Dataset extract:
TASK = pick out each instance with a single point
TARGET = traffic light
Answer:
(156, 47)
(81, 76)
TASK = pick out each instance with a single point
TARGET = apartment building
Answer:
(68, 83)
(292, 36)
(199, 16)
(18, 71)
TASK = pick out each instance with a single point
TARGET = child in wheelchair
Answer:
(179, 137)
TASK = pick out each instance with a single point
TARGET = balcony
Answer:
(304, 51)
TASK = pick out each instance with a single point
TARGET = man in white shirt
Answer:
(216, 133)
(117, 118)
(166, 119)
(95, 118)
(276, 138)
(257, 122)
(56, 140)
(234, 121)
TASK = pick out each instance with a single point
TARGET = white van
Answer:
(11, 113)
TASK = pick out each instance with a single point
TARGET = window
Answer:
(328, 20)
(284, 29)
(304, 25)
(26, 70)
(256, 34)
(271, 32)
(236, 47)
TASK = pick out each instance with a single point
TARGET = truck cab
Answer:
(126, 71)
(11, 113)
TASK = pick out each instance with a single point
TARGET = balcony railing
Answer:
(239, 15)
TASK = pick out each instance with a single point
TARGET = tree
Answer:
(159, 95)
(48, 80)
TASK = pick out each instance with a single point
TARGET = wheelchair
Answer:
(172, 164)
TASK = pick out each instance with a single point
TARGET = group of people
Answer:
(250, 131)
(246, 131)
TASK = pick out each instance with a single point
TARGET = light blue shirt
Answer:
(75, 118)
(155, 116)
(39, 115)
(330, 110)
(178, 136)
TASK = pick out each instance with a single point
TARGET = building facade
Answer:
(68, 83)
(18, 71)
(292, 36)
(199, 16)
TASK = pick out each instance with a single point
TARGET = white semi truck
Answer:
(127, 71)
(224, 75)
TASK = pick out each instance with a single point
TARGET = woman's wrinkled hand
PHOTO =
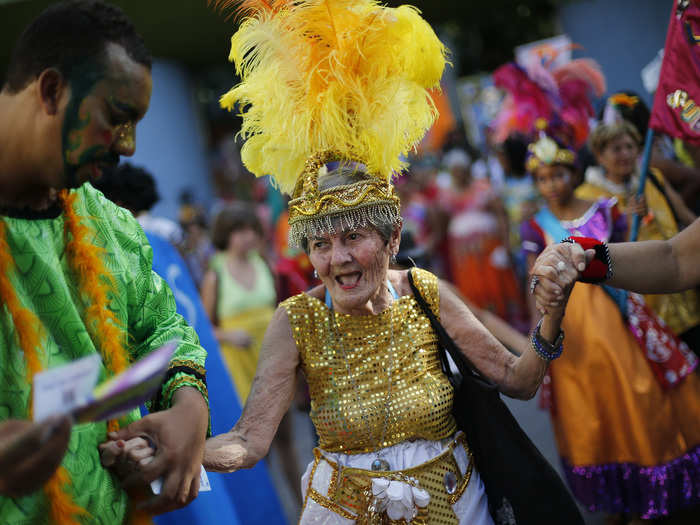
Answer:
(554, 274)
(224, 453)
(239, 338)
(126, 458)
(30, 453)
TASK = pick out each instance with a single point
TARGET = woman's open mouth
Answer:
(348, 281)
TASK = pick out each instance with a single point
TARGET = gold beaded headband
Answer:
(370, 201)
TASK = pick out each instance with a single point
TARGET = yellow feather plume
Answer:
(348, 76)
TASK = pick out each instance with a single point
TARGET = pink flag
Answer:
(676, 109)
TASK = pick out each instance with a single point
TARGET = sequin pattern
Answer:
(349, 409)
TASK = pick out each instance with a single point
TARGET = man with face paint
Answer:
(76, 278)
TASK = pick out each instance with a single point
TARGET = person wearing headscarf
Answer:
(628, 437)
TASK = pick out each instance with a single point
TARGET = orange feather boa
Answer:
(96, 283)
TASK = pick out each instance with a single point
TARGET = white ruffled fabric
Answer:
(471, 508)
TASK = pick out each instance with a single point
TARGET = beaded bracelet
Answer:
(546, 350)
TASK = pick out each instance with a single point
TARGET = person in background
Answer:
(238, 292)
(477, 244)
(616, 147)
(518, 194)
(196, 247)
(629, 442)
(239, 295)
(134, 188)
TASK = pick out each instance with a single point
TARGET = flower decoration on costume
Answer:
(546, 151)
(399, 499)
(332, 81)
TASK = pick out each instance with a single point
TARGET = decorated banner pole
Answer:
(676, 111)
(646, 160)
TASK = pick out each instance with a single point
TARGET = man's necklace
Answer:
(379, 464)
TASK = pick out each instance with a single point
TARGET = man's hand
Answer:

---

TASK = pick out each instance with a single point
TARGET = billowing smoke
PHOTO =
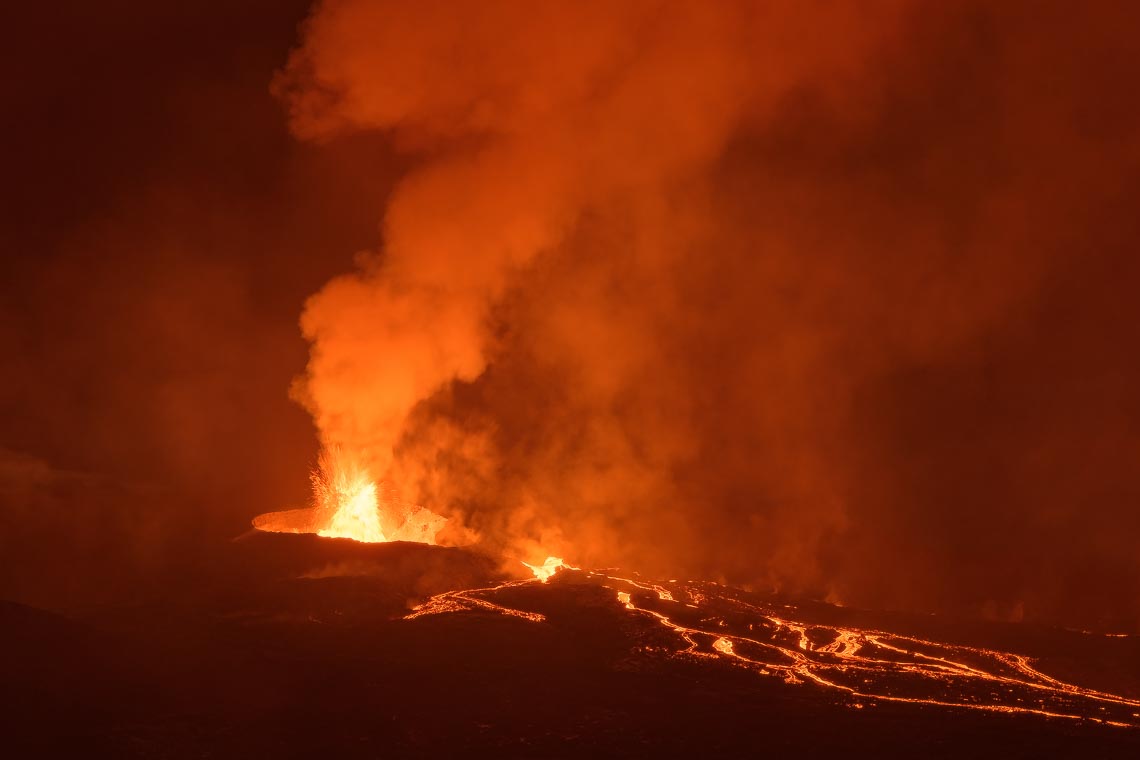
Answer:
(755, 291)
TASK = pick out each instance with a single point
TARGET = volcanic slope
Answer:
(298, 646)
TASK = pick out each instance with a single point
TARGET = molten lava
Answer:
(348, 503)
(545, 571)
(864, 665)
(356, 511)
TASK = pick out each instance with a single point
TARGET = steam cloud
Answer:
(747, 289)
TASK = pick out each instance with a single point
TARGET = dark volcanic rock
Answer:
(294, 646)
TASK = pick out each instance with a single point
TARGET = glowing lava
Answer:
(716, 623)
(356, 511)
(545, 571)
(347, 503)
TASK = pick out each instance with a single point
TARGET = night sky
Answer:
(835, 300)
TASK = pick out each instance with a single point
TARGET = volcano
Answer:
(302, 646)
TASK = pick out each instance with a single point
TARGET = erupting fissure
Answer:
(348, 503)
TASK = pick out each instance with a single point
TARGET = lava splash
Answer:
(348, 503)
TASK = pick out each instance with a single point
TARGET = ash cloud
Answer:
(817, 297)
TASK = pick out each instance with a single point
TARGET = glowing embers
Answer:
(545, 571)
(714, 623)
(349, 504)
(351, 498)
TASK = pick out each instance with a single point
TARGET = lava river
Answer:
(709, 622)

What you have to do: Which lines of the records contain the word "shirt"? Copy each of them.

Exercise result:
TARGET = man in white shirt
TARGET = light blue shirt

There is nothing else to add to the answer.